■ **Provided text**:
****************************************
Legislating the Fantasy

No one could ever accuse the modeling industry of being realistic.

From the overly campy, bordering on costumey couture offering to the emaciated silhouettesthat make their way down the runway, to the actual price of couture offerings, fashion and reality are happy to exist upon separate planes.

Despite criticism from most laypeople about the price of clothing to the size of models, the fashion industry was seen as something outside of our collective ken - a self-governing entity that has completely unconventional approaches to how they created and displayed their wares.

All that changed in August of 2006, when the death of fashion model Luisel Ramos (attributed to complications from anorexia nervosa) rocked the fashion industry, and led to widespread calls for reform. The government of Madrid has since set a minimum body mass index for all models who walk the runways, much to the chagrin of certain designers and prompting a wave of media attention toward the fashion industry.
****************************************
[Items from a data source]
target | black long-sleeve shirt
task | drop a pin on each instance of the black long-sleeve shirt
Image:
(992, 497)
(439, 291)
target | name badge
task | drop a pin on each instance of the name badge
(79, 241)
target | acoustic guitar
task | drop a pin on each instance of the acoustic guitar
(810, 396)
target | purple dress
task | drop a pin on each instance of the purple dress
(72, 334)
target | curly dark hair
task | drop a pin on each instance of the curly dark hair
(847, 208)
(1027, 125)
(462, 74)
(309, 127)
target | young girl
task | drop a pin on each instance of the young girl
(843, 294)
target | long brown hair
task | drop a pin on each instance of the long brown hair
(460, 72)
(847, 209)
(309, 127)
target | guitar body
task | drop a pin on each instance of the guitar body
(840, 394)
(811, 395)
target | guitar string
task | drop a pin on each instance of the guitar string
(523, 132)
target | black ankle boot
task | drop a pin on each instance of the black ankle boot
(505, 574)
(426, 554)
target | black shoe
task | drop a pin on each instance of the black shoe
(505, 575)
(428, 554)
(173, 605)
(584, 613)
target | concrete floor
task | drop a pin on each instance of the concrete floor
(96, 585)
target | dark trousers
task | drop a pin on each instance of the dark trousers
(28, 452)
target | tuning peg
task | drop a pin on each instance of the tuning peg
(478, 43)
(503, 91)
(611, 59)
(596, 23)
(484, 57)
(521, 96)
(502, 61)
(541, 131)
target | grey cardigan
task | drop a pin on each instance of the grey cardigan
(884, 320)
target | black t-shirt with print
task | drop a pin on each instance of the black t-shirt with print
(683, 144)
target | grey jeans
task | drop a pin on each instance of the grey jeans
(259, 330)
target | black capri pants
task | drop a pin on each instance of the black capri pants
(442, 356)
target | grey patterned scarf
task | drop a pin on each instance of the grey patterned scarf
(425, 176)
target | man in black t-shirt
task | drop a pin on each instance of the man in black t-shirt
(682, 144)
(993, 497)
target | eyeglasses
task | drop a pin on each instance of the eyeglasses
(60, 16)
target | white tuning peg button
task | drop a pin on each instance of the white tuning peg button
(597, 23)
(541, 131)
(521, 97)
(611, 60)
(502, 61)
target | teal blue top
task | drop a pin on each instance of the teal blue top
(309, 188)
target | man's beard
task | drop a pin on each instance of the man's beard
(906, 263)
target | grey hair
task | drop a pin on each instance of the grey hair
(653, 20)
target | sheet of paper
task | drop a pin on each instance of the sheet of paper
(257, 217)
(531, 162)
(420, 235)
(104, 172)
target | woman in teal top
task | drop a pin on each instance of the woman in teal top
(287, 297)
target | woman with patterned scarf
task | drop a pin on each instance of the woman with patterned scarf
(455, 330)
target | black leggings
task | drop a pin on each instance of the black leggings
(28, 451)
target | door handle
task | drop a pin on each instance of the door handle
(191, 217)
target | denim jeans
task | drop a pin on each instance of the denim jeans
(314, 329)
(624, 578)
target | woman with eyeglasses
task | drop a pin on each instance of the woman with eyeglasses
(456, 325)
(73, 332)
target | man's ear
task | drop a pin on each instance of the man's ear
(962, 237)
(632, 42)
****************************************
■ **Task list**:
1. Reproduce the passage on the fashion industry word for word, starting with "All that changed" and going on through "the fashion industry.".
2. Decide whether each statement agrees with the passage on the fashion industry: (a) Luisel Ramos died in August of 2006; (b) Madrid set a maximum body mass index for runway models; (c) every designer welcomed the Madrid rule. Answer yes or no for each, quoting the words that decide it.
3. Write the next part of the passage on the fashion industry, picking up after its final sentence.
The material above stands apart from the passage on the fashion industry.

■ **Answers for this exercise**:
1.
All that changed in August of 2006, when the death of fashion model Luisel Ramos (attributed to complications from anorexia nervosa) rocked the fashion industry, and led to widespread calls for reform. The government of Madrid has since set a minimum body mass index for all models who walk the runways, much to the chagrin of certain designers and prompting a wave of media attention toward the fashion industry.

2.
(a) Yes: "All that changed in August of 2006, when the death of fashion model Luisel Ramos"
(b) No: "set a minimum body mass index for all models who walk the runways"
(c) No: "much to the chagrin of certain designers"

3.
Last Friday, Robin Givhan provided an excellent follow-up piece to the washington post, detailing the "efforts" of the fashion industry to raise model awareness of eating disorders. She goes on to state:

"A PowerPoint presentation on the symptoms of anorexia and bulimia is not the solution to getting rid of sickly thin models. Nor can the answer be found in a crudites platter. As one model agent put it, the industry needs to start at the top of the pyramid. If there's no demand for skeletons on the runway, there won't be any skeletons.

I find her statement completely true. While in general, the last thing America needs is more legislation, people are dying for someone else's unrealistic standard of beauty.

My friend Edina is a fashion designer in New York. We had a conversation about fashion a while ago that put somethings into perspective for me. Edina had made a comment about almost being finished with her sample clothing, and I asked if she was going to model any of her fashion. She laughed, and with the my-god-how-dense-can-you-be tone she has perfected, stated, "Honey, I can't fit any of the sample clothes. Those are for the models."

I asked her why she would make clothes she could not wear, expecting to hear some spiel about working to fit a model's shape. She instead told me "Fabric is expensive. Smaller clothes are cheaper."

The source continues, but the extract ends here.